The reply must return each line of the data exactly.

Extracted records:
-=-=-=-=-
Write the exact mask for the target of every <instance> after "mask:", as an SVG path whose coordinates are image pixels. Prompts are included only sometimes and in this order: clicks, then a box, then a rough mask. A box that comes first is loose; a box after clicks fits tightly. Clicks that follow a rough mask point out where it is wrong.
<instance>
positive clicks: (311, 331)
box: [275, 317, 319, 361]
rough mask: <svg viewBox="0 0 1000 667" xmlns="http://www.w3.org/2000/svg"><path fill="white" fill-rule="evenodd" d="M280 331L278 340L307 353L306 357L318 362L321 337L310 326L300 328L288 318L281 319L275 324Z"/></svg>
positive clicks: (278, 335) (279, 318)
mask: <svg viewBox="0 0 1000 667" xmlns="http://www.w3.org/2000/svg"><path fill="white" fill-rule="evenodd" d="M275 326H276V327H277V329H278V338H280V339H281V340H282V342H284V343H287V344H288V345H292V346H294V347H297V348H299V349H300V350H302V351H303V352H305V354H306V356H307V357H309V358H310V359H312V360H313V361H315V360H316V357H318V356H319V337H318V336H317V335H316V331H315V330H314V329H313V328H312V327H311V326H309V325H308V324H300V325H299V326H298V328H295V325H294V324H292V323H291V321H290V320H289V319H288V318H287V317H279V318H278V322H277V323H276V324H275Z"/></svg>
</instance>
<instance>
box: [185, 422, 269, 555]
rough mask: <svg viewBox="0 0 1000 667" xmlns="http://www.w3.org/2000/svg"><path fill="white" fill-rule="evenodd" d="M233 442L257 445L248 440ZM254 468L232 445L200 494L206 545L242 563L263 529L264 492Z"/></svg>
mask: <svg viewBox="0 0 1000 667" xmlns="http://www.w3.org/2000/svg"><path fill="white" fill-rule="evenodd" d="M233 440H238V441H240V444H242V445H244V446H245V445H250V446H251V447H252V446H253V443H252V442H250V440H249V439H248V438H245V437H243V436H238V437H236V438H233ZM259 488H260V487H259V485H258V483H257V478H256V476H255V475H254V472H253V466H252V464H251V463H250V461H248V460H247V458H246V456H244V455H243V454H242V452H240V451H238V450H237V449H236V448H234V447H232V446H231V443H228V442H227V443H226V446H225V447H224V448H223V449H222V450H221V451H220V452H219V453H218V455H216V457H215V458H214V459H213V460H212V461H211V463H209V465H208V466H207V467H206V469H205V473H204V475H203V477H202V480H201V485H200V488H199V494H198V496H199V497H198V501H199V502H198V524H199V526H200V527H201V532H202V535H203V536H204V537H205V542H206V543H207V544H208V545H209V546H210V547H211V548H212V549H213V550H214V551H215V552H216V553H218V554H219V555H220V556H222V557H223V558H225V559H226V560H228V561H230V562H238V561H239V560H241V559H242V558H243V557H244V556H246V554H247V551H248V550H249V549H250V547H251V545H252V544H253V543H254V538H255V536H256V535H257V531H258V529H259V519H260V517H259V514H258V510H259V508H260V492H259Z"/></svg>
-=-=-=-=-
Exercise answer:
Write the exact mask for the target of every <instance> after "mask:", as an SVG path whose coordinates are image pixels. Prompts are included only sometimes and in this order: clicks, then a box, then a rough mask. A box that comes first is loose; a box after clicks fits tightly. Clicks that follow a rough mask point out where it is wrong.
<instance>
positive clicks: (311, 331)
box: [275, 317, 319, 361]
rough mask: <svg viewBox="0 0 1000 667" xmlns="http://www.w3.org/2000/svg"><path fill="white" fill-rule="evenodd" d="M280 331L278 340L307 353L306 357L318 362L321 337L310 326L300 328L288 318L281 319L275 324Z"/></svg>
positive clicks: (278, 335) (279, 318)
mask: <svg viewBox="0 0 1000 667" xmlns="http://www.w3.org/2000/svg"><path fill="white" fill-rule="evenodd" d="M275 326H276V327H277V329H278V338H280V339H281V340H282V342H284V343H287V344H288V345H292V346H294V347H297V348H299V349H300V350H302V351H303V352H305V354H306V356H307V357H309V358H310V359H312V360H313V361H315V360H316V357H318V356H319V337H318V336H317V335H316V331H315V330H314V329H313V328H312V327H311V326H309V325H308V324H300V325H299V326H298V328H295V325H294V324H292V323H291V321H290V320H289V319H288V318H287V317H279V318H278V322H277V323H276V324H275Z"/></svg>
</instance>
<instance>
box: [185, 422, 269, 555]
rough mask: <svg viewBox="0 0 1000 667" xmlns="http://www.w3.org/2000/svg"><path fill="white" fill-rule="evenodd" d="M233 442L257 445L248 440ZM254 468L232 445L200 494L206 545L242 563L263 529L264 492Z"/></svg>
mask: <svg viewBox="0 0 1000 667" xmlns="http://www.w3.org/2000/svg"><path fill="white" fill-rule="evenodd" d="M233 440H238V441H240V444H242V445H244V446H245V445H250V446H251V447H252V446H253V443H252V442H250V440H249V439H248V438H245V437H243V436H238V437H236V438H233ZM259 488H260V487H259V485H258V483H257V478H256V476H255V475H254V472H253V466H252V464H251V463H250V461H248V460H247V458H246V456H244V455H243V454H242V452H240V451H238V450H237V449H236V448H234V447H232V446H231V443H228V442H227V443H226V446H225V447H224V448H223V449H222V450H221V451H220V452H219V453H218V455H216V457H215V458H214V459H213V460H212V461H211V463H209V465H208V466H207V467H206V469H205V473H204V475H203V477H202V480H201V485H200V488H199V494H198V496H199V497H198V501H199V502H198V524H199V526H200V527H201V532H202V535H203V536H204V537H205V542H206V543H207V544H208V545H209V546H210V547H211V548H212V549H213V550H214V551H215V552H216V553H218V554H219V555H220V556H222V557H223V558H225V559H226V560H228V561H230V562H238V561H239V560H241V559H242V558H243V557H244V556H246V554H247V551H248V550H249V549H250V547H251V545H252V544H253V543H254V538H255V536H256V535H257V531H258V529H259V519H260V517H259V514H258V510H259V508H260V492H259Z"/></svg>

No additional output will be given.